• _Questions_:
(1) Using the paramedic standards article, say whether each statement agrees with it, answering yes or no and quoting the deciding words: (a) A regulated member must report another regulated member to the College's Complaints Director when believing, on reasonable grounds, that the other's conduct places patients at risk. (b) Tiffany and Joe have been partners for six months. (c) After Tiffany talked to him, Joe started arriving on time.
(2) Please explain in one to three sentences why the paramedic standards article says scenarios will be shared.
(3) Summarize the paramedic standards article in two sentences.

• _Excerpt provided_:
-=-=-=-=-

As you may already know, the Standards of Practice set out the minimum standards in the provision of paramedic services. Each regulated member is required to understand and comply with these Standards, but how does this translate in the day-to-day work of EMRs, PCPs, and ACPs?
In an effort to help regulated members understand and apply the Standards to real life situations, we will be sharing scenarios that give context to the Standards and ideas on how to implement this into practice.
The following scenarios will attempt to address Duty to Report and unprofessional conduct issues:
1.3 Duty to Report
A regulated member is expected to demonstrate professionalism by advocating on behalf of the patient and the paramedic profession by identifying and reporting concerns related to patient care to the appropriate regulatory body. In these circumstances:
Within the paramedic profession, a regulated member must report another regulated member to the College’s Complaints Director when the first regulated member believes, on reasonable grounds, that the conduct of the second regulated member places patients at risk or could be considered unprofessional conduct.
Within the larger regulated healthcare environment, a regulated member must report another healthcare provider to the appropriate college’s Complaints Director when the regulated member believes, on reasonable grounds, that the conduct of the other healthcare provider places patients at risk or could be considered unprofessional conduct.
Tiffany and Joe have been partners for two months and Joe is always late for work. This has resulted in the off-going crew incurring additional overtime and is creating a rift in the working relationship between the two EMS crews. Tiffany is fed up with Joe’s behavior and has tried talking to him about this, but he was dismissive and continues to arrive late for his shift.

-=-=-=-=-

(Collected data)

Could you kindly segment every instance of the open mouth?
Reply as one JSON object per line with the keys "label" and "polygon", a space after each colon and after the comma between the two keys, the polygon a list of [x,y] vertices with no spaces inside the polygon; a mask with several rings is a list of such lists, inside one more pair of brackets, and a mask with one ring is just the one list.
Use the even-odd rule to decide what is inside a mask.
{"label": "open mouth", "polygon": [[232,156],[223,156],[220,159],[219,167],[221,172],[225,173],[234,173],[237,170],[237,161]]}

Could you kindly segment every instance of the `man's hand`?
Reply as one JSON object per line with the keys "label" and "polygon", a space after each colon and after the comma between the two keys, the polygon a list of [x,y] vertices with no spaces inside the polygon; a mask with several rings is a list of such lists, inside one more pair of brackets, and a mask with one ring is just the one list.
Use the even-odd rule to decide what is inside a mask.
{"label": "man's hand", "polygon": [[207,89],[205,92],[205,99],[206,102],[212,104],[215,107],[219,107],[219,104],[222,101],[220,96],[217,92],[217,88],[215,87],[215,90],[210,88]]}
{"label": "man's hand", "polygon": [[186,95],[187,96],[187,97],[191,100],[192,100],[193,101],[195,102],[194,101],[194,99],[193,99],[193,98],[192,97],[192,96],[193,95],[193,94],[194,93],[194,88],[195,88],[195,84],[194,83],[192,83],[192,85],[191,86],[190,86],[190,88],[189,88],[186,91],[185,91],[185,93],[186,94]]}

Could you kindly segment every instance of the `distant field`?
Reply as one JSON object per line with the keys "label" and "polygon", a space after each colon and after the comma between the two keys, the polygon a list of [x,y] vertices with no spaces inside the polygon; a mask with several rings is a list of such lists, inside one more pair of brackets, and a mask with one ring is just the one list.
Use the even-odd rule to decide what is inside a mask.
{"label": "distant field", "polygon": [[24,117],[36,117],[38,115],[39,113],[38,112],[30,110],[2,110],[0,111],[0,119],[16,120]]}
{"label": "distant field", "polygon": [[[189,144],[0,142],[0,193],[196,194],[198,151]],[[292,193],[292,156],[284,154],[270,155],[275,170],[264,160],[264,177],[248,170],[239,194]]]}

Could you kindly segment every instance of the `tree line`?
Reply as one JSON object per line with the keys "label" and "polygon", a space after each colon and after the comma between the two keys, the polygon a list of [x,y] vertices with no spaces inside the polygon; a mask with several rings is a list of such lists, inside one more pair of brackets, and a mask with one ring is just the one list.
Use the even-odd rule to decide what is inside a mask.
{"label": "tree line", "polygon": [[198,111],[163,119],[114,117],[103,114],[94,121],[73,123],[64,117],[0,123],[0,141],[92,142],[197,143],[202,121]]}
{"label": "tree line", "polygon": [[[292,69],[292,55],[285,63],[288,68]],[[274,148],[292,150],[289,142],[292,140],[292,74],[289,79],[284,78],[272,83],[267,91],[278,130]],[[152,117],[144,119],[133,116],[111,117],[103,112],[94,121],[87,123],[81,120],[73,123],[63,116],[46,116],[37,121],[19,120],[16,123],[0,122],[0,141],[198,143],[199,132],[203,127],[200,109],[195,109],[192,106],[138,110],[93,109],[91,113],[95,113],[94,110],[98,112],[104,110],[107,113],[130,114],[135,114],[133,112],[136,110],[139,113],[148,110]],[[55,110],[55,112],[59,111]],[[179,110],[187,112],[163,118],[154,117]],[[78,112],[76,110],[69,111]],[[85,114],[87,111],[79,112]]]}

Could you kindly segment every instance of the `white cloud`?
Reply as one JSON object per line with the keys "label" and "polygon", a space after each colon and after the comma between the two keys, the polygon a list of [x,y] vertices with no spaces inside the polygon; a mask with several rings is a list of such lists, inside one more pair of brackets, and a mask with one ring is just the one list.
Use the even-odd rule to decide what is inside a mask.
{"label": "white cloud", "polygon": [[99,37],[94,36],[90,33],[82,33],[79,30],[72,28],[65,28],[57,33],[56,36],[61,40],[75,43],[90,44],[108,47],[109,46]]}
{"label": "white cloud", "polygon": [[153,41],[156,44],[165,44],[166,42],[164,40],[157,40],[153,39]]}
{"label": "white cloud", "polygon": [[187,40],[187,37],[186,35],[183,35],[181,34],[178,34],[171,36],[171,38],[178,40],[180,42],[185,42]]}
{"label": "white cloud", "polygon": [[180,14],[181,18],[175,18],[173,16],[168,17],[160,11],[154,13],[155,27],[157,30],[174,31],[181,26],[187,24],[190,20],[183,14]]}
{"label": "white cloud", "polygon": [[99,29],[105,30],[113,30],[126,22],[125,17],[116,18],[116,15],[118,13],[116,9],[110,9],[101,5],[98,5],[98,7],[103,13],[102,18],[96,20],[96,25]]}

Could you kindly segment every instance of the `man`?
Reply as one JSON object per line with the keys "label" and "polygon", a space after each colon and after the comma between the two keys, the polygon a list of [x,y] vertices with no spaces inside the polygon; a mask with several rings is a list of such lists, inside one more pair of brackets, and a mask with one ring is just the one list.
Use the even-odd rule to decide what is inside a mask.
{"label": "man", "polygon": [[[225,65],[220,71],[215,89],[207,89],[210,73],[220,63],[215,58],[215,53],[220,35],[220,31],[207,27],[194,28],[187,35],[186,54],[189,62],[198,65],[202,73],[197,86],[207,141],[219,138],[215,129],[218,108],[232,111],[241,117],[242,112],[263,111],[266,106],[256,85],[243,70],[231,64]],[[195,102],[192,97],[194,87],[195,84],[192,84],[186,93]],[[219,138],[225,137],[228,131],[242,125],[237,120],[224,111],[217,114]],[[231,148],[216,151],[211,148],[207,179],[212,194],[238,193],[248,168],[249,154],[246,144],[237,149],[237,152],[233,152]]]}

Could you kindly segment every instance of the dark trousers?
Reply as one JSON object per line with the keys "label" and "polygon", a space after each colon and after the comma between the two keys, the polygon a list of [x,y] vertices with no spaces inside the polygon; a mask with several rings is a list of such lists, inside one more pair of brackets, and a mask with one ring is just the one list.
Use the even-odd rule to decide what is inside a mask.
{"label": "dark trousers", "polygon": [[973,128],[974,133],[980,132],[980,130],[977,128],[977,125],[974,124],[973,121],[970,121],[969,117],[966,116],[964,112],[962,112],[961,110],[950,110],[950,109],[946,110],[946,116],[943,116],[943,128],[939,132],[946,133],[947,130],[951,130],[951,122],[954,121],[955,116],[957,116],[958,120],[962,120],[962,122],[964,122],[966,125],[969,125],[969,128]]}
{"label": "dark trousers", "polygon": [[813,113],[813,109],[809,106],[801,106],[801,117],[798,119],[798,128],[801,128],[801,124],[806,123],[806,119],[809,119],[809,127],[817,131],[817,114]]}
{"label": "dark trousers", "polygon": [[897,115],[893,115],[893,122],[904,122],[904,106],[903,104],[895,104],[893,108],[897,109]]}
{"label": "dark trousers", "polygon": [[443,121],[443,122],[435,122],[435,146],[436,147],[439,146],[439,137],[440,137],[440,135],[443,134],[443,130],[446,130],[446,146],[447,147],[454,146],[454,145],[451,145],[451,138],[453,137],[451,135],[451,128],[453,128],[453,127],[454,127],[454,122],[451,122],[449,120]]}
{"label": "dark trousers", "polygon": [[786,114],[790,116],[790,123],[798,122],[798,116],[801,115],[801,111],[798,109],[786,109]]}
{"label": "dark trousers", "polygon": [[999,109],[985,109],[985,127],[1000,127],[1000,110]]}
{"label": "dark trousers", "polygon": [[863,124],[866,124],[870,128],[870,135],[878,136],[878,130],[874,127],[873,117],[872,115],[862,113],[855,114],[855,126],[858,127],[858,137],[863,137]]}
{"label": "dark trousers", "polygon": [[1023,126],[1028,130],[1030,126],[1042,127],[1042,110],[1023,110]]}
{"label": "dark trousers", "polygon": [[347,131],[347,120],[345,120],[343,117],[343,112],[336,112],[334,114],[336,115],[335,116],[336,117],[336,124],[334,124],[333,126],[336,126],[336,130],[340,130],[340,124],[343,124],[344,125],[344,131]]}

-=-=-=-=-

• _Results by task_:
(1)
(a) Yes: "a regulated member must report another regulated member to the College’s Complaints Director when the first regulated member believes, on reasonable grounds, that the conduct of the second regulated member places patients at risk or could be considered unprofessional conduct."
(b) No: "Tiffany and Joe have been partners for two months."
(c) No: "he was dismissive and continues to arrive late for his shift."

(2) The scenarios are meant to help regulated members understand the Standards and apply them to real life situations. They give context to the Standards and offer ideas on how to put them into practice.

(3) The Standards of Practice set minimum standards for paramedic services, and scenarios are being shared to help regulated members apply them, starting with Duty to Report. This duty requires a member to report another regulated member or healthcare provider to the appropriate Complaints Director when the member believes, on reasonable grounds, that the conduct places patients at risk or could be unprofessional, and the first scenario describes Tiffany, whose partner Joe is always late and keeps arriving late even after she tried to talk to him.